## [What the exercise asks]
Convert the material, everything from the line containing "Phrase: dryer control panel" down to its end, into a two-column CSV headed phrase and points, with one row for each phrase and the points listed under it. Put each field in quotes and turn any line breaks into spaces.

━━ The records

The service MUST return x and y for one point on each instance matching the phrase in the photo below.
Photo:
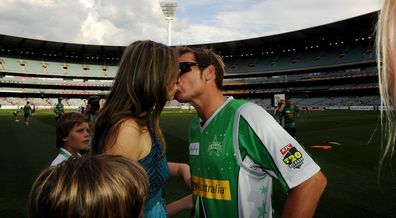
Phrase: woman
(128, 123)
(386, 59)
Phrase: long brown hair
(147, 71)
(100, 186)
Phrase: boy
(72, 136)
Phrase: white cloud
(119, 22)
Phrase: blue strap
(153, 201)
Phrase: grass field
(351, 168)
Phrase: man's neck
(209, 105)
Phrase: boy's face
(78, 138)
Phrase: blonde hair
(386, 60)
(100, 186)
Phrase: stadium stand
(328, 65)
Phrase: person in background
(386, 60)
(290, 113)
(100, 186)
(93, 106)
(72, 136)
(16, 112)
(128, 122)
(236, 148)
(278, 113)
(27, 112)
(59, 109)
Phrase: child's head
(92, 186)
(72, 132)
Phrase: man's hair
(65, 124)
(206, 57)
(140, 91)
(92, 186)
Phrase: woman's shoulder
(130, 140)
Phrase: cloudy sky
(119, 22)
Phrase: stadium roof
(346, 30)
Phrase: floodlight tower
(169, 10)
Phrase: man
(290, 113)
(27, 112)
(233, 157)
(59, 109)
(278, 113)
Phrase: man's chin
(180, 99)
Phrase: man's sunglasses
(185, 67)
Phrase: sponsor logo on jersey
(210, 188)
(292, 157)
(214, 147)
(194, 148)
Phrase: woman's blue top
(156, 166)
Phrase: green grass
(351, 168)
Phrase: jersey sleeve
(292, 163)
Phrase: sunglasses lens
(184, 68)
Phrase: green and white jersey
(237, 182)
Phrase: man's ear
(211, 73)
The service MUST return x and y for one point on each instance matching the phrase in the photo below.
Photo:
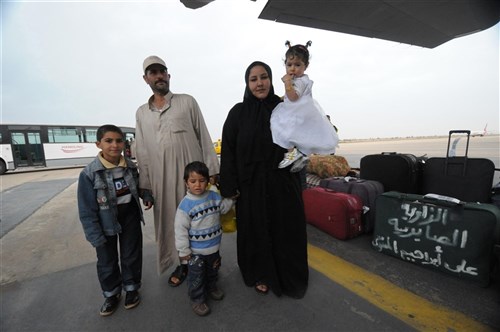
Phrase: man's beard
(163, 89)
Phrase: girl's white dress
(302, 123)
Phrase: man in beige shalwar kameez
(170, 133)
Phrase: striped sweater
(197, 223)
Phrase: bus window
(64, 135)
(91, 135)
(217, 146)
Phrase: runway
(48, 277)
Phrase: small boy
(110, 212)
(198, 234)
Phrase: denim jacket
(97, 202)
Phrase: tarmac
(49, 283)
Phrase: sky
(80, 62)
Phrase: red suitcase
(336, 213)
(367, 190)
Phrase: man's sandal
(261, 288)
(178, 276)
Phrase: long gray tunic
(166, 141)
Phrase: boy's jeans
(128, 259)
(202, 275)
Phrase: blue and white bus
(31, 145)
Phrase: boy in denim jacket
(111, 215)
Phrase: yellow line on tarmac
(417, 312)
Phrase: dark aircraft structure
(422, 23)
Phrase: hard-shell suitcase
(468, 179)
(367, 190)
(438, 232)
(338, 214)
(396, 171)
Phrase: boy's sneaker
(299, 164)
(216, 294)
(290, 158)
(201, 309)
(110, 305)
(132, 299)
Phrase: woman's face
(259, 82)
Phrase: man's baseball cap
(152, 60)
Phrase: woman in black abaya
(271, 236)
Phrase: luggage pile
(434, 212)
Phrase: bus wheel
(3, 167)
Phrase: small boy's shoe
(290, 158)
(299, 164)
(217, 294)
(110, 304)
(201, 309)
(132, 299)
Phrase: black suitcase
(440, 233)
(367, 190)
(396, 171)
(468, 179)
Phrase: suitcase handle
(442, 199)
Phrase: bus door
(27, 148)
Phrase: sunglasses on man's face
(157, 71)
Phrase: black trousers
(119, 260)
(202, 275)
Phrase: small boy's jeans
(123, 268)
(202, 275)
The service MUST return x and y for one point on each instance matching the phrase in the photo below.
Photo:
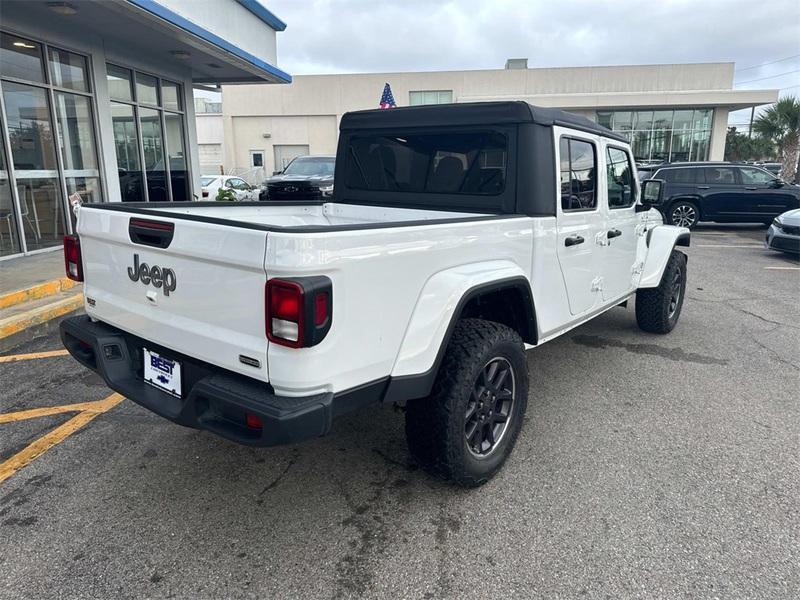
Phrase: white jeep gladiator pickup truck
(456, 237)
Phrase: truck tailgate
(215, 312)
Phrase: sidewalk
(28, 271)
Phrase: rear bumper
(213, 399)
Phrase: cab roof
(470, 114)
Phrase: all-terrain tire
(683, 213)
(658, 309)
(435, 426)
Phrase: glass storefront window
(34, 159)
(9, 234)
(153, 144)
(146, 89)
(171, 95)
(663, 135)
(126, 144)
(76, 138)
(20, 58)
(68, 70)
(119, 83)
(178, 173)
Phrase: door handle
(573, 240)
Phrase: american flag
(387, 100)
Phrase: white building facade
(96, 102)
(669, 112)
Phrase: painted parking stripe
(33, 355)
(35, 449)
(729, 246)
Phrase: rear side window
(751, 176)
(578, 175)
(680, 175)
(471, 163)
(719, 175)
(621, 189)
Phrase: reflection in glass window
(20, 58)
(178, 173)
(126, 144)
(153, 145)
(171, 95)
(146, 89)
(578, 174)
(29, 128)
(9, 234)
(119, 83)
(663, 135)
(68, 70)
(621, 188)
(76, 135)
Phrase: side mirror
(652, 192)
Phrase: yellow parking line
(729, 246)
(32, 355)
(33, 413)
(57, 435)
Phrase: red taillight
(253, 421)
(285, 300)
(72, 257)
(298, 311)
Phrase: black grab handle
(151, 233)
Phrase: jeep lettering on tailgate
(155, 275)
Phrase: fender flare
(661, 241)
(438, 309)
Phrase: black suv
(723, 192)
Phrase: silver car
(784, 233)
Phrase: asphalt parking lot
(660, 467)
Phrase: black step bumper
(214, 399)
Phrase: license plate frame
(162, 372)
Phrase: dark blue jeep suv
(723, 192)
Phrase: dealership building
(96, 102)
(669, 112)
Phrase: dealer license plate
(162, 372)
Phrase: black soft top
(470, 114)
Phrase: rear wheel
(467, 427)
(683, 214)
(658, 309)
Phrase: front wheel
(683, 214)
(658, 309)
(467, 427)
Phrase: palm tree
(781, 123)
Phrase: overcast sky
(357, 36)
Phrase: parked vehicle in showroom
(457, 236)
(724, 193)
(242, 190)
(304, 178)
(784, 233)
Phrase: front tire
(469, 424)
(683, 214)
(658, 309)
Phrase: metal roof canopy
(470, 114)
(146, 28)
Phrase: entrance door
(580, 220)
(284, 154)
(619, 255)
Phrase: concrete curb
(48, 288)
(27, 325)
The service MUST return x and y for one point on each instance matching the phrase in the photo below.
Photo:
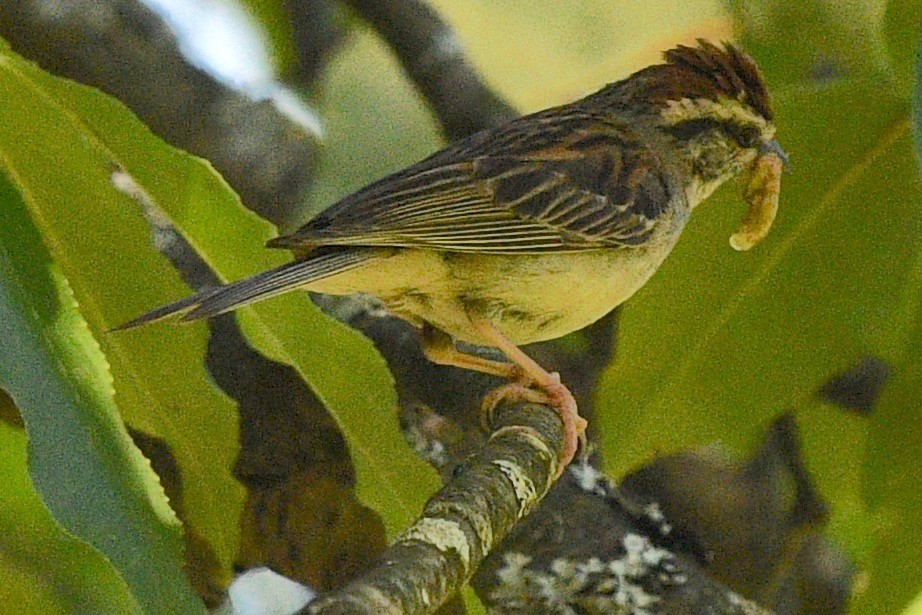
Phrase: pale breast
(529, 297)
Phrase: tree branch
(434, 59)
(462, 523)
(124, 49)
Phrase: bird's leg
(538, 386)
(440, 348)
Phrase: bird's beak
(772, 147)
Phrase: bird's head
(710, 104)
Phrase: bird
(536, 228)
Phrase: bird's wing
(554, 181)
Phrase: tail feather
(214, 301)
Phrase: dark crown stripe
(727, 69)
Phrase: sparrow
(537, 228)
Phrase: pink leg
(550, 391)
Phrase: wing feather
(574, 182)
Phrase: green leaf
(917, 106)
(81, 580)
(89, 473)
(337, 362)
(100, 241)
(720, 342)
(272, 16)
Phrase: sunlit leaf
(102, 244)
(81, 580)
(82, 462)
(290, 329)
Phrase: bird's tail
(213, 301)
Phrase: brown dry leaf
(201, 564)
(310, 528)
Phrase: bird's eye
(746, 136)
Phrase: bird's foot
(552, 393)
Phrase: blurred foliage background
(710, 351)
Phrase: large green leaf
(89, 473)
(102, 245)
(719, 342)
(341, 365)
(81, 580)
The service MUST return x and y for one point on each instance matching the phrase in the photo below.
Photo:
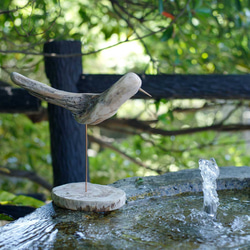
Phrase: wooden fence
(65, 72)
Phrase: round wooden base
(98, 198)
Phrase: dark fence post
(67, 136)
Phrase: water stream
(209, 172)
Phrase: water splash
(209, 173)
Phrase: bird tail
(71, 101)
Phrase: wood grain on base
(98, 198)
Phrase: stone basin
(50, 227)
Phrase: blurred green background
(151, 37)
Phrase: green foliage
(24, 146)
(183, 37)
(11, 199)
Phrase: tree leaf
(6, 196)
(160, 6)
(238, 5)
(167, 34)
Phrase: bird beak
(143, 91)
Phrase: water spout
(209, 173)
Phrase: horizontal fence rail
(16, 100)
(227, 87)
(177, 86)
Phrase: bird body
(87, 108)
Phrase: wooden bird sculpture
(87, 108)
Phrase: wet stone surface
(152, 217)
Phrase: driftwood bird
(87, 108)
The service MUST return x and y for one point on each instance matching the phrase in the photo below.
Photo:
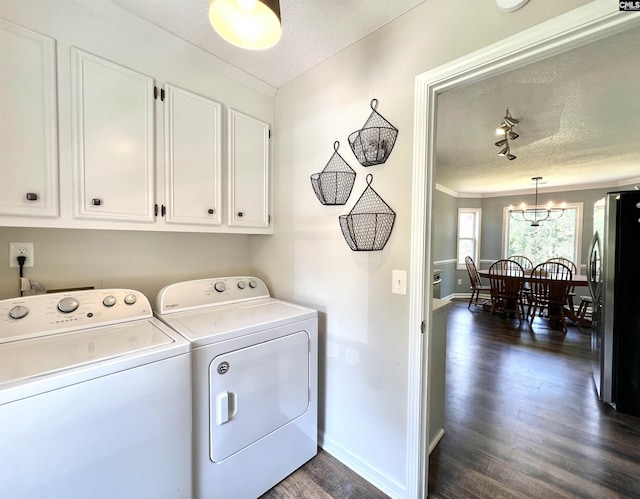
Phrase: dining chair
(572, 291)
(524, 261)
(550, 285)
(506, 279)
(476, 282)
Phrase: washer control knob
(68, 305)
(18, 312)
(109, 301)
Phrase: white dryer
(254, 367)
(94, 399)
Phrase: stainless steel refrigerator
(613, 269)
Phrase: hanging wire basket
(369, 224)
(373, 144)
(334, 184)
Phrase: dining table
(577, 280)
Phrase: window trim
(577, 249)
(478, 231)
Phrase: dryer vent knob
(109, 301)
(18, 312)
(68, 305)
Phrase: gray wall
(445, 213)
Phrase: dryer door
(256, 390)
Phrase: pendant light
(537, 214)
(248, 24)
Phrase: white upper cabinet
(113, 140)
(28, 129)
(192, 126)
(248, 156)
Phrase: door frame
(578, 27)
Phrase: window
(468, 235)
(558, 238)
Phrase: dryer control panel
(202, 293)
(40, 315)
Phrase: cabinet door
(113, 140)
(248, 171)
(28, 129)
(192, 158)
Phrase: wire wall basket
(334, 184)
(369, 224)
(373, 143)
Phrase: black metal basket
(369, 224)
(334, 184)
(373, 143)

━━━━

## [Final result]
phrase,points
"Phrase: dryer control panel","(202, 293) (40, 315)"
"Phrase: cabinet door","(113, 140) (248, 171) (28, 129) (192, 158)"
"Phrase: wire wall basket","(334, 184) (369, 224) (373, 143)"
"Phrase: black metal basket","(369, 224) (334, 184) (373, 143)"